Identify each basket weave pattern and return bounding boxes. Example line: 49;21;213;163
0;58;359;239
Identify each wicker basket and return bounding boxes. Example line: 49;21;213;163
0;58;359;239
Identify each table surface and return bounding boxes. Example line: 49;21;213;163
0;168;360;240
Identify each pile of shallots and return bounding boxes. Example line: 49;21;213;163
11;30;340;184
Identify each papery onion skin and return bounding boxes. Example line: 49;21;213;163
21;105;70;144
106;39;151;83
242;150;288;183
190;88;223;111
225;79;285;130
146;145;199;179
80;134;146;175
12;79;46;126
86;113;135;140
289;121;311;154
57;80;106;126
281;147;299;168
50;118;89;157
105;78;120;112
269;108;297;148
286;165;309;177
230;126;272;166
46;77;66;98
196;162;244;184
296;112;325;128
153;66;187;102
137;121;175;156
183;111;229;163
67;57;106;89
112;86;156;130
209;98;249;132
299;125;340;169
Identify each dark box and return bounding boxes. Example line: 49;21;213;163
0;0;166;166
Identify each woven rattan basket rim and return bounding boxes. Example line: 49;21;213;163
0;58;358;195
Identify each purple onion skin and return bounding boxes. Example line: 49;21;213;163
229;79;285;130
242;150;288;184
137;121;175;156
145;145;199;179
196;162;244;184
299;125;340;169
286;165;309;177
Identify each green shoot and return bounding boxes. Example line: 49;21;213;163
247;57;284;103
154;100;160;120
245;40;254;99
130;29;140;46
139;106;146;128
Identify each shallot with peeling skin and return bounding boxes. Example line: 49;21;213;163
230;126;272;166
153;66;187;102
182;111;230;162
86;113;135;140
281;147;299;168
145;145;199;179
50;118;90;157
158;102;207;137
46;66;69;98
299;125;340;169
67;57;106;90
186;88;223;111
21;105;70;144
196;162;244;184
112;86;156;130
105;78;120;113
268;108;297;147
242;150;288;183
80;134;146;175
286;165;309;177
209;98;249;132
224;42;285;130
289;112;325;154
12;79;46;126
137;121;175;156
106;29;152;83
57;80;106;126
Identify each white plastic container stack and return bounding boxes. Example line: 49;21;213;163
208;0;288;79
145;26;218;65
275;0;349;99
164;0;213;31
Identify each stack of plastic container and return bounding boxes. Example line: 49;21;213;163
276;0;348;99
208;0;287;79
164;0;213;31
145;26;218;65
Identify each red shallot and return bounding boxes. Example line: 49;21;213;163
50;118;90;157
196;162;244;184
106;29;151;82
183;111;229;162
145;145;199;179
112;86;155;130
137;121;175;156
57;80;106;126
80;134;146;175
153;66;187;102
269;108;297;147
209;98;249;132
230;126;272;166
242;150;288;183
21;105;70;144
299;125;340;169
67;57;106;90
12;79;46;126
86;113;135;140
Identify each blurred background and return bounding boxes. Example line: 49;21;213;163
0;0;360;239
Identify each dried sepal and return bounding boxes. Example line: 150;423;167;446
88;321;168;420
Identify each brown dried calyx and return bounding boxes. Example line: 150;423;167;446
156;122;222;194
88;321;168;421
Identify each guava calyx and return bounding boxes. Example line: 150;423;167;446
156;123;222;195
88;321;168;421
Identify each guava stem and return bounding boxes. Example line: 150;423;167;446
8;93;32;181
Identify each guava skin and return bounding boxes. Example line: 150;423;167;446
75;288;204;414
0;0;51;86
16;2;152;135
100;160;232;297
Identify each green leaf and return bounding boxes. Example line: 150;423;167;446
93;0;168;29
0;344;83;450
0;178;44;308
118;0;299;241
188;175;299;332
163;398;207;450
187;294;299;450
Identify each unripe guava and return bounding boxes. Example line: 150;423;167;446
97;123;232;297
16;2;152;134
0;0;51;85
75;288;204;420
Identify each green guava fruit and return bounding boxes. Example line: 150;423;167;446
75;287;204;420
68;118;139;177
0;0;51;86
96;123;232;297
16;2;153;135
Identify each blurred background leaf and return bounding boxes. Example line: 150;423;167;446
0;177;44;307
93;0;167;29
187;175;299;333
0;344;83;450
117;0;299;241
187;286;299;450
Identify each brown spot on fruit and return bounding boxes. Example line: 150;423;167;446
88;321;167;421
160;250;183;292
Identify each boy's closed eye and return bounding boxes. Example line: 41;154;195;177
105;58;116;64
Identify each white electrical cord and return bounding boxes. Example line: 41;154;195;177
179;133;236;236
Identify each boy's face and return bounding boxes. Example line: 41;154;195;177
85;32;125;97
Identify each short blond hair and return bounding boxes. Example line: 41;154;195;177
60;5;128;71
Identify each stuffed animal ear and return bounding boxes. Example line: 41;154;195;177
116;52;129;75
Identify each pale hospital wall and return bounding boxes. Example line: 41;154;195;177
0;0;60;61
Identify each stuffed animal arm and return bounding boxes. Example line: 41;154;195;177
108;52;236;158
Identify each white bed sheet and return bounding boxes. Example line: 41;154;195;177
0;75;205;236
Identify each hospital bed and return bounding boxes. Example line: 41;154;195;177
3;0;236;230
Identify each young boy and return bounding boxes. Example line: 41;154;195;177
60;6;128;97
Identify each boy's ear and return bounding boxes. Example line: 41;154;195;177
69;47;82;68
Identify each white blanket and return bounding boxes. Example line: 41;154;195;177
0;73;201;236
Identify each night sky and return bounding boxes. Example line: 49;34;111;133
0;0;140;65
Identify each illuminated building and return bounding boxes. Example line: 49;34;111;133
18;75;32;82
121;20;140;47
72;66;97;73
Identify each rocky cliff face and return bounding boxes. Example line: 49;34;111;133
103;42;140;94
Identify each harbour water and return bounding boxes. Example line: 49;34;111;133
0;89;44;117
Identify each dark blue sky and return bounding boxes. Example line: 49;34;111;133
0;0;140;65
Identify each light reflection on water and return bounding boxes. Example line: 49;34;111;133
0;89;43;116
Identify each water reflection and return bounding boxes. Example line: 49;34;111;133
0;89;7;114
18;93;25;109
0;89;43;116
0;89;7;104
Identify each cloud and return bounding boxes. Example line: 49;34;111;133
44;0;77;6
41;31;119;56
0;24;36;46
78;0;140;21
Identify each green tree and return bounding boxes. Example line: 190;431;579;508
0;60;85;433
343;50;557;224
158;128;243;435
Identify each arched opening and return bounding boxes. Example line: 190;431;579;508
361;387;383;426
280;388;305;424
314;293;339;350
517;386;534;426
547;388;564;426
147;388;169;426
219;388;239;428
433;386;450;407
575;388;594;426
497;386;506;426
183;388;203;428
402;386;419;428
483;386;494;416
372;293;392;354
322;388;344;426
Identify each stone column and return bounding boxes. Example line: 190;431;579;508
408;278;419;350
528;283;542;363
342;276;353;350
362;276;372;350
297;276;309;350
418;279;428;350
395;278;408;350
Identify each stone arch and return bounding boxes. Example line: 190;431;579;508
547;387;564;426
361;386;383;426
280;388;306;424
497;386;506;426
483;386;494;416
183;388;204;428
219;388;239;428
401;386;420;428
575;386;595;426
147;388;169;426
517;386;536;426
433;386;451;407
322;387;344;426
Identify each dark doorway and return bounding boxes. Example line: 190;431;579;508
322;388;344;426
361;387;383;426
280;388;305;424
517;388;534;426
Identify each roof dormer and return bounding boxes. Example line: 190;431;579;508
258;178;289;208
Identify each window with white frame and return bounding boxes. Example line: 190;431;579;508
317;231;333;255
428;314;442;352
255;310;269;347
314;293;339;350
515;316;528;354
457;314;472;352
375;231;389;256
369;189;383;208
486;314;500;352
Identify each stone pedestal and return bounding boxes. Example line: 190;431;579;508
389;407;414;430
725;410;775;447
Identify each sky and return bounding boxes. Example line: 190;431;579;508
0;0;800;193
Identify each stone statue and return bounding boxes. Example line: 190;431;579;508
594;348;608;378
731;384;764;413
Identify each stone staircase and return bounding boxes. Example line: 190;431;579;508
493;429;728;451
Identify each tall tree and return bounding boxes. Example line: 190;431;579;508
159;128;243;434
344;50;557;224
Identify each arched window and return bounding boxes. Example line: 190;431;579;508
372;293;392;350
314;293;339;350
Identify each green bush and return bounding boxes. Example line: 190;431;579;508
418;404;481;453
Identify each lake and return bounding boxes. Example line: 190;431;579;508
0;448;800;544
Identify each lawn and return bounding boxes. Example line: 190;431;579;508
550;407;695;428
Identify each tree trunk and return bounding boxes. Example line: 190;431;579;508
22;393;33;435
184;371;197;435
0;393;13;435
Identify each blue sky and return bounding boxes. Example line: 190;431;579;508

· · · · ·

** What needs to be done **
Lay out the items from the line with "Identify each white electrical" up to and including the line with "116;52;129;75" as a Markdown table. Use two columns, Row for the line's number and Entry for the line itself, and skip any blank lines.

** Solution to this task **
| Row | Entry |
|---|---|
| 1 | Identify each white electrical cord and return bounding boxes. Example line: 41;154;195;177 |
| 2 | 179;133;236;236 |
| 3 | Identify each boy's face and return bounding boxes. Example line: 41;154;195;177 |
| 4 | 85;32;125;97 |
| 5 | Identify each short blond hair and return bounding boxes. Example line: 41;154;195;177 |
| 6 | 60;5;128;71 |
| 7 | Identify each stuffed animal ear and return bounding boxes. Example line: 41;154;195;177 |
| 8 | 116;52;129;75 |